> SELECTED TEXT:

BEGIN

Get Ready for Hillarycare, Part II

With Obamacare teetering, liberals eye opportunity for full government takeover of health care

by Brendan Kirby | Updated 16 Aug 2016 at 2:09 PM

Health insurance companies are bailing and co-ops are failing as Obamacare barrels down the road to collapse.

Health policy experts predict the Affordable Care Act will continue to muddle along for the next few years at least. But when the breaking point comes, experts warn the debate will center on whether to move toward a free market system or double down on government takeover of healthcare.

“I understand how a government-run health system is supposed to work … I understand how a free-market health system is supposed to work. I never understood how Obamacare was supposed to work.”

“I understand how a government-run health system is supposed to work,” said Michael Tanner, a senior fellow at the libertarian Cato Institute. “I don’t like it. But it’s logical. I understand how a free-market health system is supposed to work. I never understood how Obamacare was supposed to work.”

Tanner said the Affordable Care Act, Obama’s signature domestic policy achievement, tried to be “half-pregnant” by blending a free market with government controls. The predictable result, he said, has been rising costs and increased strains on private insurance companies. Insurance companies have found new customers who signed up on government-run health exchanges are sicker and costlier than they initially thought, while younger and healthier customers disproportionately have concluded that the insurance plans are too expensive.

END

> PROBLEM DESCRIPTION: Reproduce the passage of the health care article word for word, beginning at the words "Get Ready for" and stopping after "road to collapse.".

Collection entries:
BEGIN

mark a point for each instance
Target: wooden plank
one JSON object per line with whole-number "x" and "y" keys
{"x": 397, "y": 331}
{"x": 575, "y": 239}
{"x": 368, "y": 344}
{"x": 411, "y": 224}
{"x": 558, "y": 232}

END

> FINAL ANSWER:
Get Ready for Hillarycare, Part II

With Obamacare teetering, liberals eye opportunity for full government takeover of health care

by Brendan Kirby | Updated 16 Aug 2016 at 2:09 PM

Health insurance companies are bailing and co-ops are failing as Obamacare barrels down the road to collapse.